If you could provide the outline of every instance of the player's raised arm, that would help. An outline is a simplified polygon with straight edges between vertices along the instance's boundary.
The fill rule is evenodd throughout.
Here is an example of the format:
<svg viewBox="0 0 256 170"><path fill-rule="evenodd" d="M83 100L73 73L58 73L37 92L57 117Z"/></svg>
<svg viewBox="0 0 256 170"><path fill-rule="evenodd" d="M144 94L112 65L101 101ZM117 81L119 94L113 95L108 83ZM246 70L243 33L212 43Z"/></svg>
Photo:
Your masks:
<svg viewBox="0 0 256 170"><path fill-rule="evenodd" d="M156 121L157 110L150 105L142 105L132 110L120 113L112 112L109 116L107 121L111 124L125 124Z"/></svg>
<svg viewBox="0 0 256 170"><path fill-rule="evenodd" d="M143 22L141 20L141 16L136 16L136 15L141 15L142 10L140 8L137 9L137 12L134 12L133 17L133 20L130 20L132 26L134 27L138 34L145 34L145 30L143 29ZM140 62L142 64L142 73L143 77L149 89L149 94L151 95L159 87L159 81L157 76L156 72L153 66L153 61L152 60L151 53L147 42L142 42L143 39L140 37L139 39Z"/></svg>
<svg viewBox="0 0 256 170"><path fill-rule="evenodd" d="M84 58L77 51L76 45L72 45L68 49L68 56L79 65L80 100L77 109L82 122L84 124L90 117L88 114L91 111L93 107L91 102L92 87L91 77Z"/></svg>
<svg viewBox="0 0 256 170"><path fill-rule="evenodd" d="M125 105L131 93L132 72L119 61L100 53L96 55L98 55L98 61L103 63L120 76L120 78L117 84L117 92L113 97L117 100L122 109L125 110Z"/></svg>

__The task__
Every line of the data above should be reproduced word for word.

__Solved exercise__
If you could provide the outline of every instance of the player's raised arm, that would help. An outline is a simplified polygon with straight edges between vertices along the instance's boundary.
The fill rule is evenodd throughout.
Here is an example of the format:
<svg viewBox="0 0 256 170"><path fill-rule="evenodd" d="M83 100L73 73L58 73L37 92L57 117Z"/></svg>
<svg viewBox="0 0 256 170"><path fill-rule="evenodd" d="M144 94L112 65L101 101ZM117 81L119 94L113 95L108 83ZM246 70L243 33L212 43Z"/></svg>
Photo:
Your masks:
<svg viewBox="0 0 256 170"><path fill-rule="evenodd" d="M156 121L157 110L150 105L142 105L132 110L120 113L112 112L109 116L107 121L111 124L125 124Z"/></svg>
<svg viewBox="0 0 256 170"><path fill-rule="evenodd" d="M143 22L141 20L141 16L136 16L136 15L141 15L142 10L140 8L137 9L137 12L134 12L133 17L133 20L130 20L132 26L134 27L138 34L145 34L145 30L143 29ZM140 62L142 64L142 73L143 77L149 89L149 94L151 95L159 87L159 81L157 76L156 72L153 66L153 61L152 60L151 53L147 42L142 42L143 39L140 37L139 39Z"/></svg>
<svg viewBox="0 0 256 170"><path fill-rule="evenodd" d="M84 58L77 51L76 45L72 45L68 49L68 56L79 65L80 100L77 109L82 122L84 124L90 117L88 114L91 111L93 107L91 102L92 87L91 77Z"/></svg>
<svg viewBox="0 0 256 170"><path fill-rule="evenodd" d="M125 105L131 93L132 72L119 61L100 53L96 55L98 55L98 61L103 63L120 76L120 78L117 84L117 92L113 97L117 100L122 109L125 110Z"/></svg>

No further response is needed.